## Start Provided text
Harris earns spot in state hall of fame for sports officiating

May 19, 2014 - By Craig Blumenshine, Staff Writer

After refereeing more than 2,000 football and basketball games, and with even more on next year's schedule, Riverton's Pat Harris will join Roosevelt "Rosie" Brown from Casper and Keith Gemar from Gillette as the newest inductees to the Wyoming High School Activities Association and the Wyoming Sports Officials Association Hall of Fame.

The three officials will be recognized formally at an induction ceremony July 25 at the Parkway Plaza, in Casper.

The hall of fame "provides special recognition to individuals who have contributed greatly to the youth of Wyoming through their sports officiating," according to the WHSAA.

Harris has been officiating for 28 years, an official's career that began after he was graduated from the University of Wyoming with a degree in business management.

"I wanted to stay involved with the kids in sports. I knew with me not being in the school district and not being a coach, it was another way to stay involved in sports," Harris said.

Pat's brother Mike Harris, a longtime Riverton coach and sports official, encouraged Pat to begin sports officiating after Pat returned to Riverton after he completed his schooling.

"He got me started. I began officiating in the Riverton Junior Football League and then started reffing junior high and high school," Harris said.

Pat will join Mike as the only brothers who have been inducted into the WHSAA/WSO Hall of Fame, according to Trevor Wilson of the WHSAA.

Harris was a standout, four-sport athlete as a student at Riverton High School before he attended Treasure Valley Community College in Ontereo, Ore., where he played college football for two seasons prior to studying in Laramie.
## End Provided text
Objectives:
(a) Answer these questions from the Harris article:
(i) For how many years has Harris been officiating?
(ii) Where will the induction ceremony take place?
(iii) In what league did Harris begin officiating?
(b) Copy the Harris article word for word, starting at "The three officials" and ending at "completed his schooling.".
(c) Shorten the paragraph of the Harris article that begins "After refereeing more than 2,000" into one concise sentence that keeps its main facts.
None of the data is needed here.
## Start Information provided
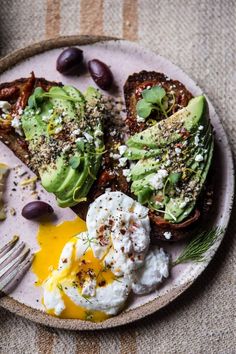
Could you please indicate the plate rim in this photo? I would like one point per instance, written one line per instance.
(150, 307)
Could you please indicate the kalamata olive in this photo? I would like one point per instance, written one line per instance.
(70, 61)
(36, 209)
(100, 73)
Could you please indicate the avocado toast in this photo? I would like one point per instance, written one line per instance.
(80, 166)
(170, 150)
(58, 134)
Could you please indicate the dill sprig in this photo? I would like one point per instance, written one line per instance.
(196, 249)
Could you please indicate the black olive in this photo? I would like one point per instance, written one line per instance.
(70, 61)
(36, 209)
(100, 73)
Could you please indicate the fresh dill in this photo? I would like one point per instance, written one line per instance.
(195, 250)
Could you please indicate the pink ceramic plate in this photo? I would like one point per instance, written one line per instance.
(124, 59)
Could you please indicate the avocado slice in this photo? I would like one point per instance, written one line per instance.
(188, 118)
(52, 178)
(62, 104)
(47, 115)
(74, 93)
(184, 143)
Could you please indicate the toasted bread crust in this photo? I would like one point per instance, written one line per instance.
(17, 93)
(132, 92)
(137, 82)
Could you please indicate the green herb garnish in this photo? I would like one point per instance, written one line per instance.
(195, 250)
(39, 94)
(152, 100)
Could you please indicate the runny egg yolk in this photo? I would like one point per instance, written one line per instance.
(52, 239)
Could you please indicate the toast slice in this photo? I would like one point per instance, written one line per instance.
(17, 93)
(111, 174)
(137, 82)
(178, 97)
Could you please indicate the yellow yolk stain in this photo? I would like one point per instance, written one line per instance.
(52, 239)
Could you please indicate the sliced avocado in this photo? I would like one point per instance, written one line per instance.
(74, 93)
(52, 178)
(144, 167)
(134, 153)
(90, 94)
(63, 179)
(77, 183)
(189, 158)
(188, 117)
(33, 126)
(71, 178)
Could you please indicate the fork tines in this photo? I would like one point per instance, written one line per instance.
(15, 260)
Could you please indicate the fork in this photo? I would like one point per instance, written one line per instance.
(15, 260)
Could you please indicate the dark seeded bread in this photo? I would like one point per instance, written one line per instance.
(110, 176)
(17, 93)
(135, 84)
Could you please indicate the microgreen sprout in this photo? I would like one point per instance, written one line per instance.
(152, 101)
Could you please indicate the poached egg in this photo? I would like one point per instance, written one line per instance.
(98, 268)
## End Information provided
Correct answers:
(a)
(i) 28 years
(ii) At the Parkway Plaza in Casper
(iii) The Riverton Junior Football League

(b)
The three officials will be recognized formally at an induction ceremony July 25 at the Parkway Plaza, in Casper.

The hall of fame "provides special recognition to individuals who have contributed greatly to the youth of Wyoming through their sports officiating," according to the WHSAA.

Harris has been officiating for 28 years, an official's career that began after he was graduated from the University of Wyoming with a degree in business management.

"I wanted to stay involved with the kids in sports. I knew with me not being in the school district and not being a coach, it was another way to stay involved in sports," Harris said.

Pat's brother Mike Harris, a longtime Riverton coach and sports official, encouraged Pat to begin sports officiating after Pat returned to Riverton after he completed his schooling.

(c) Pat Harris of Riverton, who has refereed over 2,000 football and basketball games and has more scheduled for next year, will join Roosevelt "Rosie" Brown of Casper and Keith Gemar of Gillette as the newest inductees to the Wyoming High School Activities Association and Wyoming Sports Officials Association Hall of Fame.